Data for this exercise:
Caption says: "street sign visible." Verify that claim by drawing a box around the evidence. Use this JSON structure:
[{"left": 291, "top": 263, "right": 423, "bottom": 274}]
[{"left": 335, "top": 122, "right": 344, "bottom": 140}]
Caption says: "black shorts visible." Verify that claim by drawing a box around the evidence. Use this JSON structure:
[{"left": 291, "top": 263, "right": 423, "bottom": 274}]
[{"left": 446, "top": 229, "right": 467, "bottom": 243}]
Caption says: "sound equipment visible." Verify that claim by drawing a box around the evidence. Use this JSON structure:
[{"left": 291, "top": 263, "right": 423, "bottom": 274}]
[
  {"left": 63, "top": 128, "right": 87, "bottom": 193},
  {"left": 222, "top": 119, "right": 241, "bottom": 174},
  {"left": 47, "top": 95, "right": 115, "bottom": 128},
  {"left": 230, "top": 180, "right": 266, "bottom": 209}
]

Written problem: Repeat the lines above exactly.

Exercise answer:
Caption says: "street sign visible." Verify that claim by drawing a box around the evidence. Use this JSON structure:
[{"left": 291, "top": 263, "right": 423, "bottom": 274}]
[{"left": 335, "top": 122, "right": 344, "bottom": 140}]
Caption says: "black shorts visible." Verify that claim by drawing a box around the evidence. Use this JSON structure:
[{"left": 291, "top": 263, "right": 423, "bottom": 274}]
[{"left": 446, "top": 229, "right": 467, "bottom": 243}]
Caption says: "sound equipment visible." Verify that claim by drawing a box around the evidence. Use this JSON structure:
[{"left": 291, "top": 263, "right": 423, "bottom": 274}]
[
  {"left": 63, "top": 128, "right": 87, "bottom": 193},
  {"left": 222, "top": 119, "right": 241, "bottom": 174},
  {"left": 47, "top": 95, "right": 115, "bottom": 128},
  {"left": 230, "top": 180, "right": 266, "bottom": 209}
]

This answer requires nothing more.